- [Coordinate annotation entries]

= = =

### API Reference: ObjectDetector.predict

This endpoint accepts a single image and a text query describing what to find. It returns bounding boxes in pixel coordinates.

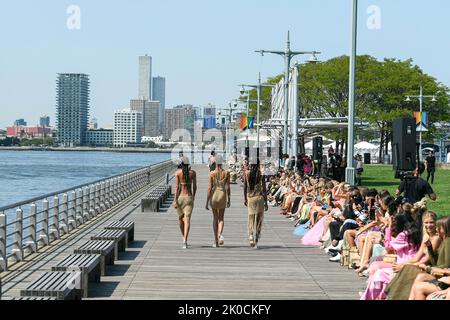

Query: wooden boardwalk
[3,166,365,300]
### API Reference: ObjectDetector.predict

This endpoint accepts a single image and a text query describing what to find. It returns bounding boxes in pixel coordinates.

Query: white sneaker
[248,236,255,247]
[328,253,341,262]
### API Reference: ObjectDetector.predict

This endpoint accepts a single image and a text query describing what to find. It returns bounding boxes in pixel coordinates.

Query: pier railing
[0,160,176,272]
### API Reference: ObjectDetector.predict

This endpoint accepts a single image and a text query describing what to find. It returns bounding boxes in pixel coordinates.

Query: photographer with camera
[395,162,437,204]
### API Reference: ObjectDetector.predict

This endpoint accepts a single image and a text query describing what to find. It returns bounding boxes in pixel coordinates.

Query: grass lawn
[362,165,450,216]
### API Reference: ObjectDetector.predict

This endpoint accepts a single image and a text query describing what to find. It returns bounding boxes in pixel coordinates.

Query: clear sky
[0,0,450,128]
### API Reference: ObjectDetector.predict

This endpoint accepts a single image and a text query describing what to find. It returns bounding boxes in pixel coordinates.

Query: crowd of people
[174,152,450,300]
[255,155,450,300]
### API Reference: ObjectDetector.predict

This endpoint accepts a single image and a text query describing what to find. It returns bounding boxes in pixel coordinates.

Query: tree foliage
[243,55,450,158]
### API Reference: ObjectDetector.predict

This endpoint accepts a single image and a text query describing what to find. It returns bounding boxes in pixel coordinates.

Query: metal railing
[0,160,176,272]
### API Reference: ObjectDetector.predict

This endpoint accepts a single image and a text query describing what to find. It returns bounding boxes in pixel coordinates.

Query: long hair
[248,161,260,191]
[392,212,422,248]
[181,163,189,183]
[436,216,450,238]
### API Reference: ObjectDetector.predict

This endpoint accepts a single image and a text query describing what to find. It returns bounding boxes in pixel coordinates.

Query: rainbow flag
[414,111,428,128]
[247,117,255,129]
[240,115,248,130]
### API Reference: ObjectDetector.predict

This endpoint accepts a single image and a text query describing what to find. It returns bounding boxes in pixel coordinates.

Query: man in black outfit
[425,150,436,183]
[395,162,437,204]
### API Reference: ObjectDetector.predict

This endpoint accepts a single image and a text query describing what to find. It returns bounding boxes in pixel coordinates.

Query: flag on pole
[414,112,428,128]
[240,115,247,130]
[247,117,255,129]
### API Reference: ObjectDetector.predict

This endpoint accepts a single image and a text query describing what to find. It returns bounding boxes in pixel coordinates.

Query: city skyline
[0,0,450,128]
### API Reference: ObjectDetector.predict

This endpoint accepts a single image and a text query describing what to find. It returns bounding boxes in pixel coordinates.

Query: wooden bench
[91,230,128,259]
[141,186,172,212]
[52,254,101,298]
[20,271,82,300]
[105,221,134,242]
[3,297,56,301]
[73,240,116,276]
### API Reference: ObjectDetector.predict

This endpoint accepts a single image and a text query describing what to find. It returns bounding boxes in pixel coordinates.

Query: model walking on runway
[173,157,197,249]
[205,155,230,248]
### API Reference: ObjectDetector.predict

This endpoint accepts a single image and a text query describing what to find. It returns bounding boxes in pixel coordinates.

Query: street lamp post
[255,31,320,158]
[241,72,273,159]
[345,0,358,185]
[405,86,436,160]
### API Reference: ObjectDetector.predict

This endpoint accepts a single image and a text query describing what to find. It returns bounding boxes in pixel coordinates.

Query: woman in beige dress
[173,157,197,249]
[205,155,230,248]
[244,161,268,249]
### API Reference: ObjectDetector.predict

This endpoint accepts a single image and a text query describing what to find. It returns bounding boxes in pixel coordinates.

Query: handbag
[383,253,397,263]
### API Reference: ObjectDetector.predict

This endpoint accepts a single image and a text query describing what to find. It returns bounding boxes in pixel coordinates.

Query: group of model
[174,151,268,249]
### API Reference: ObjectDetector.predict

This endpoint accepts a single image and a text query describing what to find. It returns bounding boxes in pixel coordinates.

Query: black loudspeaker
[364,153,370,164]
[278,139,283,159]
[313,137,323,160]
[392,117,417,171]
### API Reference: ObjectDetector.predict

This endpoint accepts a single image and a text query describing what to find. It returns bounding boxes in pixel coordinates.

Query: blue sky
[0,0,450,128]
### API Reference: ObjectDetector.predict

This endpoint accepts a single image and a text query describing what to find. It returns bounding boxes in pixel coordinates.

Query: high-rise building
[152,76,166,130]
[86,129,114,147]
[56,73,89,146]
[113,109,142,147]
[130,99,161,137]
[163,105,195,140]
[14,119,27,127]
[39,116,50,127]
[138,55,152,100]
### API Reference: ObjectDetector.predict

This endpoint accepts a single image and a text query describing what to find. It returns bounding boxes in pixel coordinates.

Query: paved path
[0,166,365,299]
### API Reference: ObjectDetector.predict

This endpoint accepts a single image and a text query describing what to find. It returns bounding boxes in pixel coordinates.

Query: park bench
[3,297,56,301]
[105,221,134,242]
[52,254,101,298]
[91,230,128,259]
[141,186,172,212]
[73,240,115,276]
[20,271,82,300]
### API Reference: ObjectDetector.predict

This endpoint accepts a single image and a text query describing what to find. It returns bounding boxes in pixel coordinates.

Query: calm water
[0,151,170,207]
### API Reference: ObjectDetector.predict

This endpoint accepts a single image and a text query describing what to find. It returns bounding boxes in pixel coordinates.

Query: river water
[0,150,170,207]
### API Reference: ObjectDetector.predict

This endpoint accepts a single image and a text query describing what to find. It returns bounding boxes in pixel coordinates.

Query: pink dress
[302,216,327,246]
[361,228,419,300]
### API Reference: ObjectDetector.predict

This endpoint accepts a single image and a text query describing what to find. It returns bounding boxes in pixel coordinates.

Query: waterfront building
[138,55,152,101]
[113,109,142,147]
[152,76,166,131]
[14,119,27,127]
[39,116,50,127]
[163,105,195,140]
[86,129,114,147]
[6,125,52,139]
[56,73,89,146]
[130,99,161,137]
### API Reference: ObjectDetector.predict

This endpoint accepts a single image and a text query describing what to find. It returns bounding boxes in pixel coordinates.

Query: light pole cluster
[240,73,273,159]
[405,86,436,160]
[255,31,320,158]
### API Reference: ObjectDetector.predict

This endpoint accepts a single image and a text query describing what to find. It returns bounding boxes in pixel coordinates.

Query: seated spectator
[409,217,450,300]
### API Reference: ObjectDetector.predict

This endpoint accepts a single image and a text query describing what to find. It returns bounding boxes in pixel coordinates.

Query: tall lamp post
[345,0,358,185]
[241,72,273,160]
[238,88,259,157]
[405,86,436,160]
[255,31,320,158]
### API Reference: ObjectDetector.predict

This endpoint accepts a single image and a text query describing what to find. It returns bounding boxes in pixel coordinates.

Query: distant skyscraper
[113,109,142,147]
[163,105,195,140]
[138,55,152,100]
[130,99,161,137]
[56,73,89,146]
[14,119,27,127]
[39,116,50,127]
[152,76,166,130]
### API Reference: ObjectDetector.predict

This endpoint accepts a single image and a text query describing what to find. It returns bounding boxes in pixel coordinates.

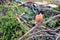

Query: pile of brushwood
[0,2,60,40]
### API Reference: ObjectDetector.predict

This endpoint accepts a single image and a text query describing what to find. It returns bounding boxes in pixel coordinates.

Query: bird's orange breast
[35,14,43,22]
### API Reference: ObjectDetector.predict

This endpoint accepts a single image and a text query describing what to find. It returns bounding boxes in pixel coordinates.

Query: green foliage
[0,14,28,40]
[53,6,60,11]
[29,20,35,25]
[48,20,56,28]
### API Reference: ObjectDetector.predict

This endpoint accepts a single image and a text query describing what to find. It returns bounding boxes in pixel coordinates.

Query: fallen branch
[18,24,39,40]
[18,14,60,40]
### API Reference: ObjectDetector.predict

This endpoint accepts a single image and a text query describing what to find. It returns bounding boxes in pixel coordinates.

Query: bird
[35,13,43,22]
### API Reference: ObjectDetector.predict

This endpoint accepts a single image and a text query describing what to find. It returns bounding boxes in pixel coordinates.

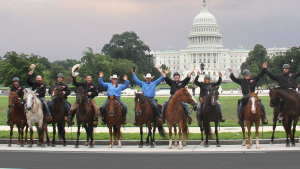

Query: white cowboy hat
[109,74,119,80]
[29,63,39,72]
[72,64,81,76]
[144,73,154,79]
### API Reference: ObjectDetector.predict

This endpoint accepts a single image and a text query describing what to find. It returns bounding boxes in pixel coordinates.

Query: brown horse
[240,91,262,149]
[105,96,122,148]
[75,86,95,148]
[8,92,28,147]
[269,87,300,147]
[165,87,197,149]
[50,86,68,147]
[134,92,166,148]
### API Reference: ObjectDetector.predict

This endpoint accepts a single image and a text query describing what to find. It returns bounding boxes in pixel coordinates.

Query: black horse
[200,87,221,147]
[269,87,300,147]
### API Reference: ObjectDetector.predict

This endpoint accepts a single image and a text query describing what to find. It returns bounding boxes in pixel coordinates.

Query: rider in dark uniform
[48,73,71,115]
[6,77,26,124]
[266,64,300,120]
[228,62,268,124]
[194,71,225,126]
[27,71,52,122]
[159,67,195,124]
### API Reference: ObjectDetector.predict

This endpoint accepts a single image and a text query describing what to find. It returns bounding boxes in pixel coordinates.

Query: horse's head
[106,95,117,116]
[248,90,260,114]
[76,86,85,104]
[24,88,36,111]
[269,88,280,107]
[50,86,62,99]
[175,87,197,107]
[209,87,219,106]
[8,92,19,109]
[134,92,146,116]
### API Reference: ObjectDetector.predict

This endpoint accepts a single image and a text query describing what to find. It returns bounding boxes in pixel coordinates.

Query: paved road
[0,144,300,169]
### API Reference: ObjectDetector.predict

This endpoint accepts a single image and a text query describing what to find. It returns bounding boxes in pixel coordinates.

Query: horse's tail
[57,123,63,140]
[203,119,212,140]
[157,124,167,139]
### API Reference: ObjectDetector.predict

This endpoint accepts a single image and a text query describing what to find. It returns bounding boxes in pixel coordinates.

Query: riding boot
[93,117,98,127]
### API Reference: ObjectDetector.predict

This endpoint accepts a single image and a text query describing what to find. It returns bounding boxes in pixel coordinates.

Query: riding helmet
[173,72,180,77]
[13,77,20,82]
[282,64,290,69]
[57,73,64,78]
[243,69,250,76]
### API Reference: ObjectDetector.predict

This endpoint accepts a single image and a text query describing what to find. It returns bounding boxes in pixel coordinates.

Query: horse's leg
[173,125,178,147]
[107,124,113,148]
[7,125,14,147]
[139,125,143,148]
[167,121,172,149]
[255,118,260,149]
[178,121,183,150]
[74,123,81,148]
[246,120,252,149]
[52,123,55,147]
[215,119,221,147]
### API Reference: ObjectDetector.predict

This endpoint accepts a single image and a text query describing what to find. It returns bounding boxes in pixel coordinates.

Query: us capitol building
[151,0,287,81]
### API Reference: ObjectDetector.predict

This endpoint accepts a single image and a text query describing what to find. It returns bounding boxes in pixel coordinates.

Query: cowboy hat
[144,73,154,79]
[72,64,81,76]
[109,74,119,80]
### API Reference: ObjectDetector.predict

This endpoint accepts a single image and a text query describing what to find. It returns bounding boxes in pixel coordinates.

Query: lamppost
[146,51,153,73]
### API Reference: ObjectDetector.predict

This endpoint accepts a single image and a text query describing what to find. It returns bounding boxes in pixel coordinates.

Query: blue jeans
[161,98,191,117]
[38,97,51,116]
[48,99,71,112]
[100,98,127,117]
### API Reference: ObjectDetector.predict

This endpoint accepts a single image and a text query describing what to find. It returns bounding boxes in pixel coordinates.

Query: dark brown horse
[165,87,197,149]
[105,96,122,148]
[200,87,221,147]
[269,87,300,147]
[134,93,166,148]
[75,86,95,148]
[50,86,68,147]
[240,91,262,149]
[8,92,28,147]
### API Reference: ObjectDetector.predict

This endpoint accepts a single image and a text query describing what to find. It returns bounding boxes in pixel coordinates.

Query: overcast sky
[0,0,300,61]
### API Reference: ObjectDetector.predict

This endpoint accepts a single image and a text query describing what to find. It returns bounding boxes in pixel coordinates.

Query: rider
[27,71,52,122]
[266,64,300,120]
[228,62,268,124]
[48,73,71,117]
[159,67,195,124]
[194,71,225,126]
[67,72,100,126]
[131,67,165,125]
[98,72,129,125]
[6,77,26,124]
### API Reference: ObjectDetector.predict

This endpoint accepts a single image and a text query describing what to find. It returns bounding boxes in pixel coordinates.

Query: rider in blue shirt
[131,68,165,125]
[98,72,129,125]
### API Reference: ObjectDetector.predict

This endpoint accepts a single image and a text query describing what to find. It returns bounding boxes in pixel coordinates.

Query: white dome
[193,11,217,23]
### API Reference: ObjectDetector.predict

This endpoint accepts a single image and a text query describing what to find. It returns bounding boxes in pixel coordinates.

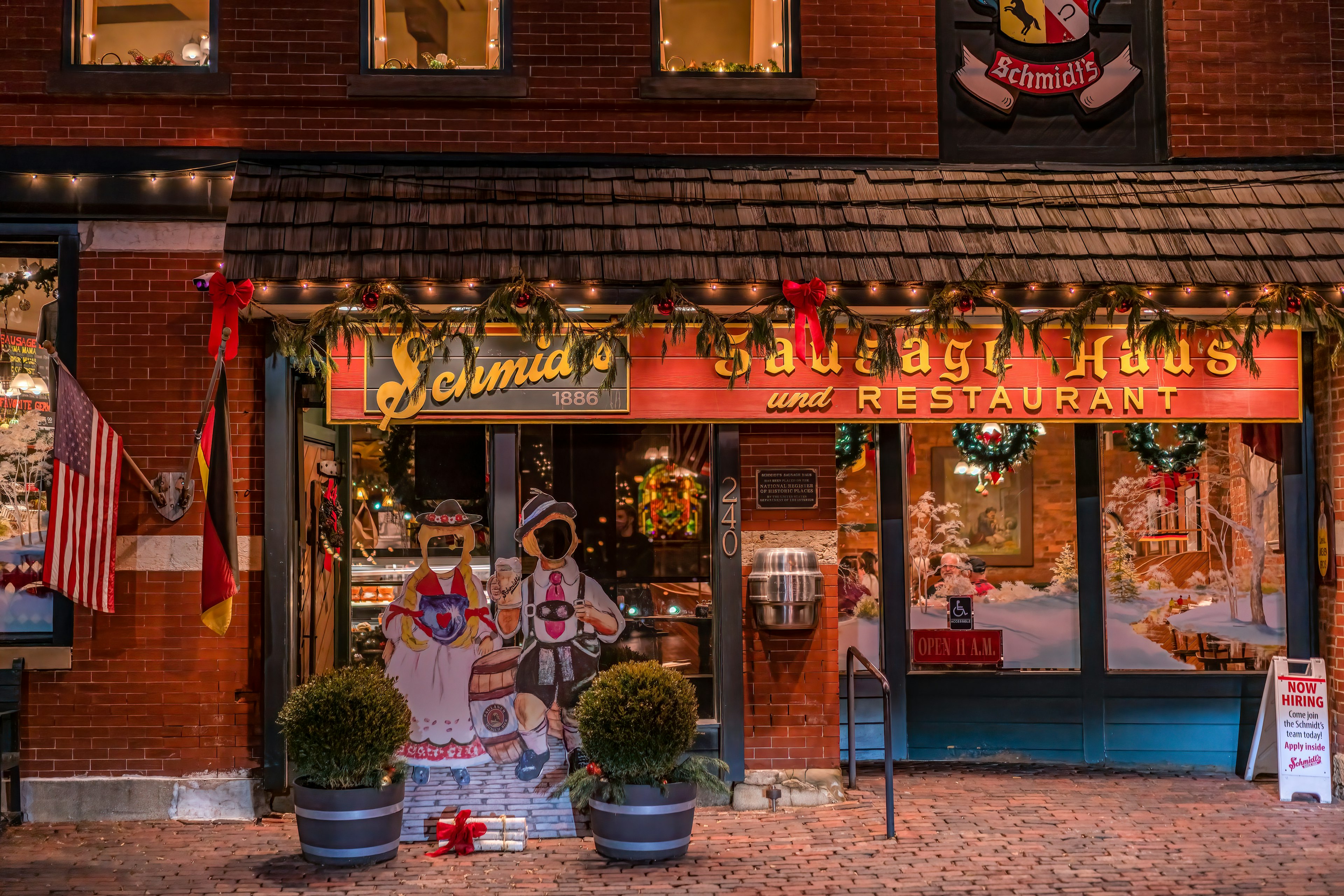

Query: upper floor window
[653,0,798,74]
[72,0,215,67]
[368,0,505,71]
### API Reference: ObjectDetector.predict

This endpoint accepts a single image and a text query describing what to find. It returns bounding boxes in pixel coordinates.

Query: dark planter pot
[589,783,695,861]
[293,779,406,865]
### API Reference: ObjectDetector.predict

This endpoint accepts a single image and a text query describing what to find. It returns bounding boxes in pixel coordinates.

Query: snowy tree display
[1106,525,1138,603]
[1047,541,1078,594]
[909,492,969,600]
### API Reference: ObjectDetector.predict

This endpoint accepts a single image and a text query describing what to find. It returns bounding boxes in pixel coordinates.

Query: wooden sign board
[1246,657,1332,803]
[755,466,817,510]
[327,325,1301,429]
[910,629,1004,666]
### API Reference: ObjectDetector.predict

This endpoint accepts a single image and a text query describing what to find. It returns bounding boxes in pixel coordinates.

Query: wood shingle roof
[224,163,1344,285]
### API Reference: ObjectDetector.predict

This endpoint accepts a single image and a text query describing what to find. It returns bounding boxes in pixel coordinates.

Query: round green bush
[574,659,699,784]
[278,666,411,790]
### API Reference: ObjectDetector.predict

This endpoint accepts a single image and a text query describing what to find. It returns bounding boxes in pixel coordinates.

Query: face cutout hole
[533,518,574,560]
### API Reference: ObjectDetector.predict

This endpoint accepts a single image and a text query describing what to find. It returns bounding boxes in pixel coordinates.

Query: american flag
[42,368,121,613]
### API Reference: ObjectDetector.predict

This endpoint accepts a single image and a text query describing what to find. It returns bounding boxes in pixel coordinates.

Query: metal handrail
[845,648,896,840]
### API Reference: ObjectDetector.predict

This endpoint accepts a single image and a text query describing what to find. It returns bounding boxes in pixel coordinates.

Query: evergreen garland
[1125,423,1208,473]
[836,423,872,470]
[257,274,1344,394]
[952,423,1042,482]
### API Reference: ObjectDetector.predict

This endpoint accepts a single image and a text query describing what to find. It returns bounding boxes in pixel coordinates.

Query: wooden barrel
[292,779,406,865]
[589,782,696,861]
[468,648,523,764]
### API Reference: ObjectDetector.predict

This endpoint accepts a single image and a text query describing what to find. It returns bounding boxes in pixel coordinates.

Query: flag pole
[42,339,165,507]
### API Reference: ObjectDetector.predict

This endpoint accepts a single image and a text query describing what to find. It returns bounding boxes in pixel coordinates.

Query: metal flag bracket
[42,326,230,523]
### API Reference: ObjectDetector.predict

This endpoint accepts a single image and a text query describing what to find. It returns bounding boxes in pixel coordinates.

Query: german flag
[196,369,238,634]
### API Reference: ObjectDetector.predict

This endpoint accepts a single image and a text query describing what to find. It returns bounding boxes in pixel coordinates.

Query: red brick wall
[0,0,937,157]
[1163,0,1344,157]
[741,423,840,768]
[23,253,264,776]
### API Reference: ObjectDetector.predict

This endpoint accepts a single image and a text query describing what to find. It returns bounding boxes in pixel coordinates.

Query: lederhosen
[517,574,602,708]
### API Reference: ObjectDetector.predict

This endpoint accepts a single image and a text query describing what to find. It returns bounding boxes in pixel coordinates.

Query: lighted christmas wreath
[952,423,1044,482]
[1125,423,1208,473]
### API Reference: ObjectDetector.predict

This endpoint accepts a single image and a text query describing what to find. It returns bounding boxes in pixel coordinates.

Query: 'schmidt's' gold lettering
[1204,339,1237,376]
[1064,336,1110,380]
[375,337,434,430]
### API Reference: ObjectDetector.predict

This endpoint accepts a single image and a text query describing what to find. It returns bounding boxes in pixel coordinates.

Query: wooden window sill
[345,74,527,99]
[640,72,817,102]
[47,69,232,97]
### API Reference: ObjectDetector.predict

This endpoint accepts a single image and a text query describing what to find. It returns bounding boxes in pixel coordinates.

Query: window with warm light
[653,0,797,74]
[72,0,215,69]
[368,0,505,72]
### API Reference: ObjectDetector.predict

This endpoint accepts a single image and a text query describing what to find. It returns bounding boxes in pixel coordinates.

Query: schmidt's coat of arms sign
[957,0,1140,114]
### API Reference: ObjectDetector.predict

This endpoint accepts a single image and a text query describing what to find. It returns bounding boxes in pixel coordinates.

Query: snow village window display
[1102,423,1286,672]
[836,423,882,666]
[906,423,1080,669]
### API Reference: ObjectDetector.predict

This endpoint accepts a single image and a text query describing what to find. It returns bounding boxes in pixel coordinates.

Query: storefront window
[659,0,789,72]
[519,423,716,720]
[370,0,504,72]
[75,0,211,67]
[1102,423,1286,672]
[907,423,1079,669]
[0,254,56,643]
[346,424,491,665]
[836,423,882,674]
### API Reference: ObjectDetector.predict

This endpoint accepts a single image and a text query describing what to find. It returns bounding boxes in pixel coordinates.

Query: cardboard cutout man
[492,489,625,781]
[382,501,504,784]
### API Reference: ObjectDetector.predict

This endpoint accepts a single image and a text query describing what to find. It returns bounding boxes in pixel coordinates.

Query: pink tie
[546,572,565,641]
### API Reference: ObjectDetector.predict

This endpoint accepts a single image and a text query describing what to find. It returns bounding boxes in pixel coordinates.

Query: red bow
[784,277,827,361]
[210,271,253,361]
[425,809,485,858]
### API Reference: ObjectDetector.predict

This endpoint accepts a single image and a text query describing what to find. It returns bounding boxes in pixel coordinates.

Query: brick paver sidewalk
[0,763,1344,896]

= = =

Please gather every line in the rows above that contains the string "building", copying each one in full.

- [Solution to the exercise]
Query: high-rise building
Query: waterfront building
Query: us capitol building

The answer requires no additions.